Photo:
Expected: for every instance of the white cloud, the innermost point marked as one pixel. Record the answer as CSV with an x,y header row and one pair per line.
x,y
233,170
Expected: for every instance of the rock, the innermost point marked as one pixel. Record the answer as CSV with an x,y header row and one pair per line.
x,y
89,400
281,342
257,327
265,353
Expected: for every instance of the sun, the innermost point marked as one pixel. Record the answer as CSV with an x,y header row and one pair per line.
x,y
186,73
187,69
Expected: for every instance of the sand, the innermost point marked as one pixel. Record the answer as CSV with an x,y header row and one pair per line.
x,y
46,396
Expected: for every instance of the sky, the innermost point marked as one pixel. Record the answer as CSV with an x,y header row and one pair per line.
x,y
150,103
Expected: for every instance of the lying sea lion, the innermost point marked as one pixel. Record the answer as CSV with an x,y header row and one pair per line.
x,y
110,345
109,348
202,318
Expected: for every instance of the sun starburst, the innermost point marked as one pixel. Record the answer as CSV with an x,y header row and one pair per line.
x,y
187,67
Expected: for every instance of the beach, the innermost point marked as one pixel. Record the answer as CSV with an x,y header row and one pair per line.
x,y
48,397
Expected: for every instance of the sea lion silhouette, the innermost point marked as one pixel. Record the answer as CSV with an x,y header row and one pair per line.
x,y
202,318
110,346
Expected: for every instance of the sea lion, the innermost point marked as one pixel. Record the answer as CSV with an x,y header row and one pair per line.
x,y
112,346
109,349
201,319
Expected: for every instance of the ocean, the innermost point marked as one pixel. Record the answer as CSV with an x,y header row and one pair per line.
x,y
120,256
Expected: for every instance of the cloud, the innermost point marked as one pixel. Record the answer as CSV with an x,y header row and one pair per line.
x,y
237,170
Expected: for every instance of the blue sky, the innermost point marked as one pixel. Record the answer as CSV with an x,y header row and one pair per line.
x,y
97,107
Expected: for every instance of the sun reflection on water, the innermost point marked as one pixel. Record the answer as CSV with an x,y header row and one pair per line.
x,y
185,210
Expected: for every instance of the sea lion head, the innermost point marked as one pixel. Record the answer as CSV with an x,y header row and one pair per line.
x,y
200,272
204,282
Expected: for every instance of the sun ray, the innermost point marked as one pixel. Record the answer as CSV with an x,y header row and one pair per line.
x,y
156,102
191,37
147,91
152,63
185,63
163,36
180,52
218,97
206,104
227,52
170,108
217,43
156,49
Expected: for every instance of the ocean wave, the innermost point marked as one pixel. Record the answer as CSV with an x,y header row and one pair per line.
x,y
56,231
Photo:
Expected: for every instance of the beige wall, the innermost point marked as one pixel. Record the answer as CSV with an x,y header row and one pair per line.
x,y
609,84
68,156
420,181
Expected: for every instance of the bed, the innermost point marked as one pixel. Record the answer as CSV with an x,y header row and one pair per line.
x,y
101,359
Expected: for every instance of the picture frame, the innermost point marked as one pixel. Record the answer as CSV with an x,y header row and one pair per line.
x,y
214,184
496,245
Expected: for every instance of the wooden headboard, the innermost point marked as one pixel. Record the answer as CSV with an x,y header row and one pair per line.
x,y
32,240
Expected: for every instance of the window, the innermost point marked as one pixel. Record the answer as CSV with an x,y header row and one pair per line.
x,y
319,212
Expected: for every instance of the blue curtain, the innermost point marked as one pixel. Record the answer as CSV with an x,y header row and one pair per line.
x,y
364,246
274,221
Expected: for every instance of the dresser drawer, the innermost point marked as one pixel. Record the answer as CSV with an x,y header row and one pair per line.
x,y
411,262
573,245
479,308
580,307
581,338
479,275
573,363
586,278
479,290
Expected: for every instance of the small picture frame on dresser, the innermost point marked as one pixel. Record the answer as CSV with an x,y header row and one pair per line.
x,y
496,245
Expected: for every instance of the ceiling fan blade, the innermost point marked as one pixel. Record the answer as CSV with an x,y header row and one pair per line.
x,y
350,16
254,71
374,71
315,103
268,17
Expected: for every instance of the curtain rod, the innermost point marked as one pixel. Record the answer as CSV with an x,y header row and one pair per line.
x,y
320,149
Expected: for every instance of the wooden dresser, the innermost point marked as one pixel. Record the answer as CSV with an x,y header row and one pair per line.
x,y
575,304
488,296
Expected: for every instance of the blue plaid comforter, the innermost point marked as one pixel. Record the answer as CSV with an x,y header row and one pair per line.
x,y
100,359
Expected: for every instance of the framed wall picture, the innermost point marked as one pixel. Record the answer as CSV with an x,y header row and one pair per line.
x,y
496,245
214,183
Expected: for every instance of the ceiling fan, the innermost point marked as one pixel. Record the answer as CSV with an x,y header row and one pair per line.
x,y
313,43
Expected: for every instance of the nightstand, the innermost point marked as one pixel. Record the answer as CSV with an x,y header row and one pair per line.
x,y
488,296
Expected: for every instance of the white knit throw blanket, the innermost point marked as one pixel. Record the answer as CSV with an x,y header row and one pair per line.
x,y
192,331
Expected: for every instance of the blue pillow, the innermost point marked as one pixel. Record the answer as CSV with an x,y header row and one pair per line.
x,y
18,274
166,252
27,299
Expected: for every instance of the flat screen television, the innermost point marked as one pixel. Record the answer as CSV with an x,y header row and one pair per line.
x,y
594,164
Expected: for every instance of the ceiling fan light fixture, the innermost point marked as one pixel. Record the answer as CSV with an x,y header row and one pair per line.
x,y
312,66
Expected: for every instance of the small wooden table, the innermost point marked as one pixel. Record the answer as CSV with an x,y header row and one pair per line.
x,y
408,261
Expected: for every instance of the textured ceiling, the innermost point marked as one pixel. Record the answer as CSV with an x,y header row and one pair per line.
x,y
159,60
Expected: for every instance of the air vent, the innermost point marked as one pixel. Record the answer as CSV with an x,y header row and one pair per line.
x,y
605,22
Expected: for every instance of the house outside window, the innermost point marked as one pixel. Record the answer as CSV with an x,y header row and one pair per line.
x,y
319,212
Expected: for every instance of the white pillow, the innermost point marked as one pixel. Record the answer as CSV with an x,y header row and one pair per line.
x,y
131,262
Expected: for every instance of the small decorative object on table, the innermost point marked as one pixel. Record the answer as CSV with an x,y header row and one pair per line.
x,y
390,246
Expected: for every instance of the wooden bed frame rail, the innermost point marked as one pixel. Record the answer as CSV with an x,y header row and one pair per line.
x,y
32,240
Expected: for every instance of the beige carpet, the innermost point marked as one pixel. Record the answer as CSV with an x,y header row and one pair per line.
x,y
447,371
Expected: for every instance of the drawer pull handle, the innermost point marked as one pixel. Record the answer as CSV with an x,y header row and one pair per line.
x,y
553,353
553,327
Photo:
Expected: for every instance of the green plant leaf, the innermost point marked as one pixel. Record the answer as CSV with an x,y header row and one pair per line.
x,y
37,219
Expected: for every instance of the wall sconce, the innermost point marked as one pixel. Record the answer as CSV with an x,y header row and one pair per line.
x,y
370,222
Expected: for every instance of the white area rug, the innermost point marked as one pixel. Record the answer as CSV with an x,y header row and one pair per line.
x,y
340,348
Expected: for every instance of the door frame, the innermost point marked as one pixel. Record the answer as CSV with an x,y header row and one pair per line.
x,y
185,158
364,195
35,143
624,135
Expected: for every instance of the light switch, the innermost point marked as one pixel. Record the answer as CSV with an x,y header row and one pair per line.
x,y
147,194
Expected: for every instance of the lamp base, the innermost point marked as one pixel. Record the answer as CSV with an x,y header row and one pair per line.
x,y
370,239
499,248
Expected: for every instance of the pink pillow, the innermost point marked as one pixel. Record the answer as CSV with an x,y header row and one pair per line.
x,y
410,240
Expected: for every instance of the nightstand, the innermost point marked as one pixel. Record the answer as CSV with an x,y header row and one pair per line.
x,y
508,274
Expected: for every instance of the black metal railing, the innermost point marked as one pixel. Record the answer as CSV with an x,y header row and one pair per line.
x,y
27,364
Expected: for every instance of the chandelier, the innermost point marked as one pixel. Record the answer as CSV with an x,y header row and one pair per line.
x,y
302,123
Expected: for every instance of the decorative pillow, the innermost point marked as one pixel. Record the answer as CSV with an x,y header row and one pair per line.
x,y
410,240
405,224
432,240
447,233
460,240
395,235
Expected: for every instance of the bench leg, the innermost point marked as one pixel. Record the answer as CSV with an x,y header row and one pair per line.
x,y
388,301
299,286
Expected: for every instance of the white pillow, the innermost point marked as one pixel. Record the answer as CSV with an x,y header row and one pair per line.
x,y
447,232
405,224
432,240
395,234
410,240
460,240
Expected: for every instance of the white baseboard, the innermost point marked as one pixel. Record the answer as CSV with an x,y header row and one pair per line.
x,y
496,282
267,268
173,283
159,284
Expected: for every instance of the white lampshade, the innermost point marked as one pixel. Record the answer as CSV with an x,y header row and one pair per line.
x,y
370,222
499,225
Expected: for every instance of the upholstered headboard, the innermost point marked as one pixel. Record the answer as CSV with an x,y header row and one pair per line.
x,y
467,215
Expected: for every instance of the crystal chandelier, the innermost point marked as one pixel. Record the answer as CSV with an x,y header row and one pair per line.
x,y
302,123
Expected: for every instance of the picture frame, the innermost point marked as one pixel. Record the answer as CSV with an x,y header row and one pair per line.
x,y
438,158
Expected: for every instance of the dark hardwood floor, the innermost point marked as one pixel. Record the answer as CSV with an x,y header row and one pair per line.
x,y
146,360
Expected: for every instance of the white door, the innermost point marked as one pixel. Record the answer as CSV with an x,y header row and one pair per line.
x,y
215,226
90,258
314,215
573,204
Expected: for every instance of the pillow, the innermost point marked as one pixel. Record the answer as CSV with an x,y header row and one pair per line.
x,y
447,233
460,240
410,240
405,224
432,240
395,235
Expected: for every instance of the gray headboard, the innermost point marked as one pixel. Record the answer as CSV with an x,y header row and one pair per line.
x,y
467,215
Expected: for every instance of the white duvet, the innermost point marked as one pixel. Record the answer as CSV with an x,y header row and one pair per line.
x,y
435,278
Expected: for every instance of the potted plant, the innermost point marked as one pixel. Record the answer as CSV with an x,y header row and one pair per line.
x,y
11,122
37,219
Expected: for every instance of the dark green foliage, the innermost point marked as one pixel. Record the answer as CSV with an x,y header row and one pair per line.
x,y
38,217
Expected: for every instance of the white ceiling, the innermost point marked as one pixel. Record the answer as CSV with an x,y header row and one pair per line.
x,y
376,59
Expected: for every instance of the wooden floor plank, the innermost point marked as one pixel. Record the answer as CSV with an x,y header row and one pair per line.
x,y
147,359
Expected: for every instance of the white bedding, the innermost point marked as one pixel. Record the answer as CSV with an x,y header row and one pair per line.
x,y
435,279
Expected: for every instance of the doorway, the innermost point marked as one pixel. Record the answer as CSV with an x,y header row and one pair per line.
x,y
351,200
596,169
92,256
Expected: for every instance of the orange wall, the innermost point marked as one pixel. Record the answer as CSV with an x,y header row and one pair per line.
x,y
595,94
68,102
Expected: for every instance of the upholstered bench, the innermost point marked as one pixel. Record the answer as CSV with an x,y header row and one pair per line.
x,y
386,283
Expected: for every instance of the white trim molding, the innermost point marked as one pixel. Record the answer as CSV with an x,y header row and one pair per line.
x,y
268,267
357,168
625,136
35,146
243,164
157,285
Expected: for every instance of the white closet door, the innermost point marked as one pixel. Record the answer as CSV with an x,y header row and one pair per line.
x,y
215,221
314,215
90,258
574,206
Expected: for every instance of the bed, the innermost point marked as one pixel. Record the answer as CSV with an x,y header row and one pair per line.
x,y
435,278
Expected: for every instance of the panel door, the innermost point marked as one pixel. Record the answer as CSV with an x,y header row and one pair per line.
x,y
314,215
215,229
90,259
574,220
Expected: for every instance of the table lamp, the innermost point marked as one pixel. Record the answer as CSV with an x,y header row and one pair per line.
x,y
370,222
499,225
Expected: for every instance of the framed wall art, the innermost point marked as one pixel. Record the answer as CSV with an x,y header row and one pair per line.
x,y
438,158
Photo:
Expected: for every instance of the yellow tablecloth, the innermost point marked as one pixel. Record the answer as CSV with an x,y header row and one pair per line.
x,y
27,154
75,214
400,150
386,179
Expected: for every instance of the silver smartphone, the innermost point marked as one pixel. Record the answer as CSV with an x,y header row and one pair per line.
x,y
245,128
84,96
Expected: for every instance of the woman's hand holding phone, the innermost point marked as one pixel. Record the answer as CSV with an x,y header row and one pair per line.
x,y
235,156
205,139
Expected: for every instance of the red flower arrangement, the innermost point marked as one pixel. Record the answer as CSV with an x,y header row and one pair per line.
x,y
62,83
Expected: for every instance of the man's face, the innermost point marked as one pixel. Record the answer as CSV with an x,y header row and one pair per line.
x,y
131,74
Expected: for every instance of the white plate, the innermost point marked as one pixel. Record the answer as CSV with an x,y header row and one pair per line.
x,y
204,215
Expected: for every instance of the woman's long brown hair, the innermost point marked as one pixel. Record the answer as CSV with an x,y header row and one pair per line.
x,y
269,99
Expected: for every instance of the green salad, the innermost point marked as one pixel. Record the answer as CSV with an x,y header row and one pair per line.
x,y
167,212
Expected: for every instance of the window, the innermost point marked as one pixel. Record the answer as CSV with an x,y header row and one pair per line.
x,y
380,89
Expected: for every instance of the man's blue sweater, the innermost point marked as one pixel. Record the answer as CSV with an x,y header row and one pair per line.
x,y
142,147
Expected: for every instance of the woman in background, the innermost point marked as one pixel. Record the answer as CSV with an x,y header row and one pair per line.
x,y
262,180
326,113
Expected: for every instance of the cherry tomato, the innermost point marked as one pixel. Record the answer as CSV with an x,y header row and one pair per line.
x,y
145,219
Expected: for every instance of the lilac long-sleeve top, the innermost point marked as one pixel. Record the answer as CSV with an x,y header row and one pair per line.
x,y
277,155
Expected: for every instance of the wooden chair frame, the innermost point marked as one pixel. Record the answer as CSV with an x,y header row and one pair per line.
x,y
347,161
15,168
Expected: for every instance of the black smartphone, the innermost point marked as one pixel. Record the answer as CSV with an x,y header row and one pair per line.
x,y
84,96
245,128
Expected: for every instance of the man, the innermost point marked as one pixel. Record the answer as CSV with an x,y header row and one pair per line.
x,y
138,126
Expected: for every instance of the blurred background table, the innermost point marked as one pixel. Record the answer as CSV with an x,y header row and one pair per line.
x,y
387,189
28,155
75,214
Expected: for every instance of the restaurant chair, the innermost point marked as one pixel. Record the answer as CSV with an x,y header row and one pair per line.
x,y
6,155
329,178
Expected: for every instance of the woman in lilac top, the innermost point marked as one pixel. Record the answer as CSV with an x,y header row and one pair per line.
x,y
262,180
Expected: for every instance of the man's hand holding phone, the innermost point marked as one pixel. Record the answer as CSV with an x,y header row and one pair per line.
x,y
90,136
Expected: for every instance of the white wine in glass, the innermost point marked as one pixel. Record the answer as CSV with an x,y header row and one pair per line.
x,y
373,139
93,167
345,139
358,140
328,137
▬▬▬▬▬▬▬▬▬▬
### YOUR TASK
Can you retype every line above, unchanged, from the line containing "Expected: for every instance of the cherry" through the end of the items?

### WRITTEN ANSWER
Expected: for every instance of the cherry tomato, the innermost point marked as one pixel. Record the answer as CSV with an x,y header row and one pair per line.
x,y
145,219
Expected: for every instance of the lilac long-sleeve top, the innermost point marked as one pixel. Record the answer as CSV with an x,y header row and one pair per line.
x,y
277,155
Expected: for every instance of the wooden chair frame, the innermost point marked as one pixel. Record the answer as CSV with an x,y header row and one pair per line.
x,y
347,161
15,168
Expected: for every instance of the black smartphone, the innermost point marked as one pixel. Record the answer as CSV with an x,y header row and one pair per line.
x,y
84,96
245,128
Expected: for every instance of the man, the innermost point marked as one pixel. Record the answer as CSV with an x,y header row and one pair per line.
x,y
138,126
Expected: for every instance of the blurred background table, the innermost point marked as one pixel. Record the answer as CSV with an x,y header row and one pair per line.
x,y
387,189
28,155
75,214
Expected: for every instance of the restaurant chair, the innermost point marked as one pixel. Record the answer as CSV with an x,y header row and one pair per line.
x,y
6,155
329,178
Expected: for every instance of the woman in lilac top, the innermost point marked as one pixel. Record the answer as CSV with an x,y header row and one pair per line.
x,y
262,180
Expected: for every instance of the man's hand holding phone, the innermost point marked as one pixel. Record the answer as CSV with an x,y header row and one pair per line.
x,y
90,136
Expected: for every instance of the white wine in glass, the innermost point marked as one pixel. Record the answer as CSV with an x,y header row and one pair per line.
x,y
373,139
93,167
345,139
358,140
328,137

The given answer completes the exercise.